Aim: The records below are to be quoted in full; please keep every word exact.

Source records:
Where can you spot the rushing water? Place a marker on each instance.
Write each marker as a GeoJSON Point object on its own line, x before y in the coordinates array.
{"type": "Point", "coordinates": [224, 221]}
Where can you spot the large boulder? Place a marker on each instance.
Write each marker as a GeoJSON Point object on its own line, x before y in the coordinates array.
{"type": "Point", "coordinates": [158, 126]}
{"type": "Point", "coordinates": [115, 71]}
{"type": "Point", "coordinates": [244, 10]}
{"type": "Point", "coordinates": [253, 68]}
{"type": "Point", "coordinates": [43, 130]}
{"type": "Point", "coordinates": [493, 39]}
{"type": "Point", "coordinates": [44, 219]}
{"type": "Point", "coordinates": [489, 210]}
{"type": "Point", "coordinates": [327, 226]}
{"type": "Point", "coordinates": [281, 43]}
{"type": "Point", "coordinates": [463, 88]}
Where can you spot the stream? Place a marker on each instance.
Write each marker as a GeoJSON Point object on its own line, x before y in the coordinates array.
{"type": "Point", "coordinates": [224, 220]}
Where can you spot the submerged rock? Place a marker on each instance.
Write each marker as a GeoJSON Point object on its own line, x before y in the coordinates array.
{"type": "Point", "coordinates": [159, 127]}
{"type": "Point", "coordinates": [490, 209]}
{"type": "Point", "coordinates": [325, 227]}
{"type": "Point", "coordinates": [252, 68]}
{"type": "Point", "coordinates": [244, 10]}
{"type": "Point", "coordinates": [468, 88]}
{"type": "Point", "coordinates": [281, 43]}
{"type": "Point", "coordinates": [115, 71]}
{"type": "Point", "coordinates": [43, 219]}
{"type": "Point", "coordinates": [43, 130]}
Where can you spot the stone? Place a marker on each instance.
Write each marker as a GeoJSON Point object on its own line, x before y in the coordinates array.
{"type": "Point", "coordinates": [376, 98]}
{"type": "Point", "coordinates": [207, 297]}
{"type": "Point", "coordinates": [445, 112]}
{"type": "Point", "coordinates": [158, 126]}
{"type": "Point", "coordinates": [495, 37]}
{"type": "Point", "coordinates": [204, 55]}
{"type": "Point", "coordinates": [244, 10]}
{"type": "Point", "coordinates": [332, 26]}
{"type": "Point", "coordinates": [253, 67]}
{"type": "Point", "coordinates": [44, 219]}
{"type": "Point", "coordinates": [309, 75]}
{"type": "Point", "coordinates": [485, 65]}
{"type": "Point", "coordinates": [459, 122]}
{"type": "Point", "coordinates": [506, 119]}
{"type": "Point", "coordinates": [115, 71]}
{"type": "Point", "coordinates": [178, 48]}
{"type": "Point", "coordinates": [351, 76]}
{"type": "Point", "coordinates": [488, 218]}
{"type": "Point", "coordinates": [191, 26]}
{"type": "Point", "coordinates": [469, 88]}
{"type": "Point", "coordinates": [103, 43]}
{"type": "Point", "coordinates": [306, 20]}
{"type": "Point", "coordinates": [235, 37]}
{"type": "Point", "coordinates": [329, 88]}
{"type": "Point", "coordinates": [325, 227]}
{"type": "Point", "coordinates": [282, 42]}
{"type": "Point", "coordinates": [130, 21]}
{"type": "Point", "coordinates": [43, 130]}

Problem solution:
Where can you spot the rushing water? Place a marker on each instance.
Write each marker as a GeoJSON Point object on its own line, x before y in the coordinates array.
{"type": "Point", "coordinates": [224, 221]}
Where can you spot the large boulder? Place a marker on each instance.
Write each marker as a GeoJSON Point object on its own line, x before y in the coordinates array.
{"type": "Point", "coordinates": [158, 126]}
{"type": "Point", "coordinates": [115, 71]}
{"type": "Point", "coordinates": [244, 10]}
{"type": "Point", "coordinates": [253, 68]}
{"type": "Point", "coordinates": [43, 130]}
{"type": "Point", "coordinates": [493, 39]}
{"type": "Point", "coordinates": [44, 219]}
{"type": "Point", "coordinates": [489, 210]}
{"type": "Point", "coordinates": [327, 226]}
{"type": "Point", "coordinates": [281, 43]}
{"type": "Point", "coordinates": [463, 88]}
Where can you spot the stream? Place a marker on each instance.
Write each marker as a GeoJSON Point object on its own line, x before y in the coordinates array.
{"type": "Point", "coordinates": [224, 220]}
Where can you spot the submerged rock? Place a marker on each instance.
Write each marker as a GeoJSON Point object on its own line, x before y in the coordinates array.
{"type": "Point", "coordinates": [159, 127]}
{"type": "Point", "coordinates": [490, 209]}
{"type": "Point", "coordinates": [325, 227]}
{"type": "Point", "coordinates": [252, 68]}
{"type": "Point", "coordinates": [244, 10]}
{"type": "Point", "coordinates": [468, 88]}
{"type": "Point", "coordinates": [281, 43]}
{"type": "Point", "coordinates": [115, 71]}
{"type": "Point", "coordinates": [43, 219]}
{"type": "Point", "coordinates": [43, 130]}
Where can you spot the stone? Place a marker on each instance.
Write each marker as a GeoJSON Point object on its own line, x before y in the coordinates array.
{"type": "Point", "coordinates": [376, 98]}
{"type": "Point", "coordinates": [207, 297]}
{"type": "Point", "coordinates": [445, 112]}
{"type": "Point", "coordinates": [158, 126]}
{"type": "Point", "coordinates": [495, 37]}
{"type": "Point", "coordinates": [204, 55]}
{"type": "Point", "coordinates": [244, 10]}
{"type": "Point", "coordinates": [332, 26]}
{"type": "Point", "coordinates": [253, 67]}
{"type": "Point", "coordinates": [44, 219]}
{"type": "Point", "coordinates": [309, 75]}
{"type": "Point", "coordinates": [485, 65]}
{"type": "Point", "coordinates": [459, 122]}
{"type": "Point", "coordinates": [506, 119]}
{"type": "Point", "coordinates": [115, 71]}
{"type": "Point", "coordinates": [178, 48]}
{"type": "Point", "coordinates": [351, 76]}
{"type": "Point", "coordinates": [488, 218]}
{"type": "Point", "coordinates": [191, 26]}
{"type": "Point", "coordinates": [469, 88]}
{"type": "Point", "coordinates": [103, 43]}
{"type": "Point", "coordinates": [306, 20]}
{"type": "Point", "coordinates": [235, 37]}
{"type": "Point", "coordinates": [329, 88]}
{"type": "Point", "coordinates": [325, 227]}
{"type": "Point", "coordinates": [282, 42]}
{"type": "Point", "coordinates": [130, 21]}
{"type": "Point", "coordinates": [43, 130]}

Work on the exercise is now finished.